» Problem details
Format the lines as a numbered list, starting with the line that contains "of the tall" and continuing through the line that contains "Query: tall tree". Leave out any blank lines.

═══ Task input ═══

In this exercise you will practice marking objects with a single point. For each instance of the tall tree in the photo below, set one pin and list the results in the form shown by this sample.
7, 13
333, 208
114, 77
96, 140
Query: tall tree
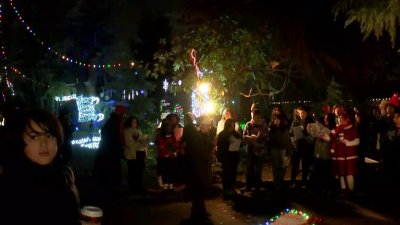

═══
═══ Task input ═══

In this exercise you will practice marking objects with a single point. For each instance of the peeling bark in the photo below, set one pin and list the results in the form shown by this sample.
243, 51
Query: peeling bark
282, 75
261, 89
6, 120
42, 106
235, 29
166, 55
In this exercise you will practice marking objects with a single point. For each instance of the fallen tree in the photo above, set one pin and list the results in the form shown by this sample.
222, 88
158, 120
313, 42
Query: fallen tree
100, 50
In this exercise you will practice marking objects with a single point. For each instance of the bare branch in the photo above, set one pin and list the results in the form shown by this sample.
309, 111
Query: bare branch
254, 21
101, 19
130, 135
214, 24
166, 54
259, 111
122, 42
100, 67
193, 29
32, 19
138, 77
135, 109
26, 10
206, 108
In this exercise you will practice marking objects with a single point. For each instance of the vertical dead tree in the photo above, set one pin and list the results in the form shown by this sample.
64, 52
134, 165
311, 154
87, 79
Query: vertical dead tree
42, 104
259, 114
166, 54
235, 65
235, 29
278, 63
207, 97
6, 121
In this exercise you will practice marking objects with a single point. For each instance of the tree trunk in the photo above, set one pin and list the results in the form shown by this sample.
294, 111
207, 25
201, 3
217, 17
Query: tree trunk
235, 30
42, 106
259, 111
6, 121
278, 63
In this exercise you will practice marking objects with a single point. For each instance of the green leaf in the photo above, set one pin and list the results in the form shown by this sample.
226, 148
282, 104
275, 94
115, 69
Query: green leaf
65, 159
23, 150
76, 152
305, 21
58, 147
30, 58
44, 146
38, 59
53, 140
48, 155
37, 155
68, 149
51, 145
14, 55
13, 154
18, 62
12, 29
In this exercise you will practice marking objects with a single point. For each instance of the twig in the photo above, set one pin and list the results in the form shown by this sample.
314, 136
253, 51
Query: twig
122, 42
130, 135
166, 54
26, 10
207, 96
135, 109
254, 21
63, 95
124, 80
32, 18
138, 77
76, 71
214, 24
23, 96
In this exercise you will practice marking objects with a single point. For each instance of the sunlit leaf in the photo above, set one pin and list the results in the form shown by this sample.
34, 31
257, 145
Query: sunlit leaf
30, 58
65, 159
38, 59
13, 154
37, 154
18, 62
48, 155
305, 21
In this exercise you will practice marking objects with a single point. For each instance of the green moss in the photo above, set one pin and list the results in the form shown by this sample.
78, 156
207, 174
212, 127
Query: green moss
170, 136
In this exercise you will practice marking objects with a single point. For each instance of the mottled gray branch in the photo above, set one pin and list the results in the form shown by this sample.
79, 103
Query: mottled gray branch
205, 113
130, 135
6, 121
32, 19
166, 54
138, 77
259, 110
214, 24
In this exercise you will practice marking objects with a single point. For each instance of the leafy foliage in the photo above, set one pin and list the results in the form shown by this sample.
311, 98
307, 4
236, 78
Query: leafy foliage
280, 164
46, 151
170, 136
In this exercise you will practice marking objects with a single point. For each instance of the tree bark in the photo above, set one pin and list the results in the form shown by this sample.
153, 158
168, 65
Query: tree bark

═══

» Task output
1. In this exercise you will practice marking objects with a single point. For each instance of the tall tree in the photo below, set one pin and list the results in the form shown by this sample.
2. 7, 13
3. 333, 208
4. 114, 77
5. 96, 140
6. Query: tall tree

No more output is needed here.